Do this — Report each line of the rows below that contains the string "query" and copy those lines in full.

Data to use —
• • •

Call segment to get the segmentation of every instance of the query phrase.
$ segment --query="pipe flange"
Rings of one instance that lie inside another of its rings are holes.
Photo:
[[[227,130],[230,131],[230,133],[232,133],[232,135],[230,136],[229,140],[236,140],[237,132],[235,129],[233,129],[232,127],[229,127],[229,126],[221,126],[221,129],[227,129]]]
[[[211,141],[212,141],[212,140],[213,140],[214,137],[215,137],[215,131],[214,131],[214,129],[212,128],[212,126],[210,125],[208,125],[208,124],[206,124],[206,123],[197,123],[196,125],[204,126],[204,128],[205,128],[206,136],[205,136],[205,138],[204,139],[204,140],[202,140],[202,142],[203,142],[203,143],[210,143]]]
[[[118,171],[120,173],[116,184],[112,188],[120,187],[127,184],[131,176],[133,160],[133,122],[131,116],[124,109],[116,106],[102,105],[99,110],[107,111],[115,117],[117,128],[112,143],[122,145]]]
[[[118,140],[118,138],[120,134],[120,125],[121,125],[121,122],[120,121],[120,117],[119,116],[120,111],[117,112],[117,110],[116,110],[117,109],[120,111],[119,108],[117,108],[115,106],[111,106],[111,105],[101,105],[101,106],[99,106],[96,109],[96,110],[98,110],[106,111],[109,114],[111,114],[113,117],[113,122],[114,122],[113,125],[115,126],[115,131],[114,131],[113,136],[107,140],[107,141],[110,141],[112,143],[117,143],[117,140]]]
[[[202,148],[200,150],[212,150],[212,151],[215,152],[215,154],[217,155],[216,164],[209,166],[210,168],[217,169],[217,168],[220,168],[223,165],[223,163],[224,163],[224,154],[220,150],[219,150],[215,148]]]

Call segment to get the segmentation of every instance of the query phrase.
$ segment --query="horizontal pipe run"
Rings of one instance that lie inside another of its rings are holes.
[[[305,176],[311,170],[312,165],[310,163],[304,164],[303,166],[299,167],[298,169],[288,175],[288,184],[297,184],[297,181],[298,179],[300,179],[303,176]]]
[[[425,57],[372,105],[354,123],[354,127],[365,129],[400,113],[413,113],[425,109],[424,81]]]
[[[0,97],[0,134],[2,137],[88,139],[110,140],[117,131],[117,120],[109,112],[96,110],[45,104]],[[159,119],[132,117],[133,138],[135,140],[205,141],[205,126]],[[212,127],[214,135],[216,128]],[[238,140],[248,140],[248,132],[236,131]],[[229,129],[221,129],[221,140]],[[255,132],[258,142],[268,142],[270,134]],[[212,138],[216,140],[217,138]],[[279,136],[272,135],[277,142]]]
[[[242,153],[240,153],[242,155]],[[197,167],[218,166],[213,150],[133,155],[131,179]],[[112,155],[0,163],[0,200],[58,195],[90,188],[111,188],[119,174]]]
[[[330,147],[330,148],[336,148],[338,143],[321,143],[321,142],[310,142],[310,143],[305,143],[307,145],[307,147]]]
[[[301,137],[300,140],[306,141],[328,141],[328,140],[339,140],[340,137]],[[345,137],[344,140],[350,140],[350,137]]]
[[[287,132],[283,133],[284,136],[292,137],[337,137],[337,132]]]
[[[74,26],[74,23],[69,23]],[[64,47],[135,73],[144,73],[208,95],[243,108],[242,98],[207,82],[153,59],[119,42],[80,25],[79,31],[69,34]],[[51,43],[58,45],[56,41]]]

• • •

Result of the task —
Call segment to get the segmentation of every instance of the query phrase.
$ segment --query="pipe flange"
Call segment to get the segmentation of every instance of the query phrase.
$ segment --query="horizontal pipe run"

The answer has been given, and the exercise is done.